| Document source |
# # # # #
Quel message voulez-vous adresser aux habitants de Yellowknife, au gouvernement ou aux autorités ?Ces gens ont tout ce qu'ils veulent. Nous, on veut ce dont on a besoin, c'est tout. Bien sûr, on veut du change, bien sûr, on veut de l'argent, c'est une solution rapide pour nous. On achète de l'alcool et on se saoule ce soir-là parce que la journée a été dure. Mais, au final, ce dont nous n'avons pas besoin, c'est du change (NR - au sens de petite monnaie, pièces). Mais ce dont nous avons besoin en fin de compte, c'est du changement. (NR - au sens de changer la situation, un nouveau paradigme). Ironique, non ?


Vous avez besoin de changement, d'un changement de situation, de système. Vous n'avez pas besoin du change, des pièces, du cash. C'est bien ça ?

Ouais. L'argent est la seule solution dans cette situation parce qu'au fond, on ne peut pas se permettre de vivre comme des rois et des reines. On ne peut même pas se permettre de louer un appartement. Qu'en est-il des chambres ? Pourquoi ne pas construire des bâtiments avec des chambres ? Pourquoi pas ? Des salles de bain, tout ça. Un truc bon marché, abordable, comme ça. Là où tu as une porte avec une serrure. Tu vois une photo de ta famille au mur. C'est sûr là. Personne ne va l'enlever, tu vois ?
# # # # #
| Consignes |
a – Recopiez mot pour mot le passage du document source qui va de « Quel message voulez-vous » jusqu'à « C'est bien ça ? » inclus.
b – D'après le document source, quel genre de bâtiments la personne interrogée voudrait-elle qu'on construise ?

| Données brutes |
# # # # #
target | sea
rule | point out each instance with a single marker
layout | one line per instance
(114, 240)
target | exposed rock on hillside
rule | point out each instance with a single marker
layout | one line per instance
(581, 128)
# # # # #
| Réponses aux consignes |
a –
Quel message voulez-vous adresser aux habitants de Yellowknife, au gouvernement ou aux autorités ?Ces gens ont tout ce qu'ils veulent. Nous, on veut ce dont on a besoin, c'est tout. Bien sûr, on veut du change, bien sûr, on veut de l'argent, c'est une solution rapide pour nous. On achète de l'alcool et on se saoule ce soir-là parce que la journée a été dure. Mais, au final, ce dont nous n'avons pas besoin, c'est du change (NR - au sens de petite monnaie, pièces). Mais ce dont nous avons besoin en fin de compte, c'est du changement. (NR - au sens de changer la situation, un nouveau paradigme). Ironique, non ?


Vous avez besoin de changement, d'un changement de situation, de système. Vous n'avez pas besoin du change, des pièces, du cash. C'est bien ça ?

b – Des bâtiments avec des chambres.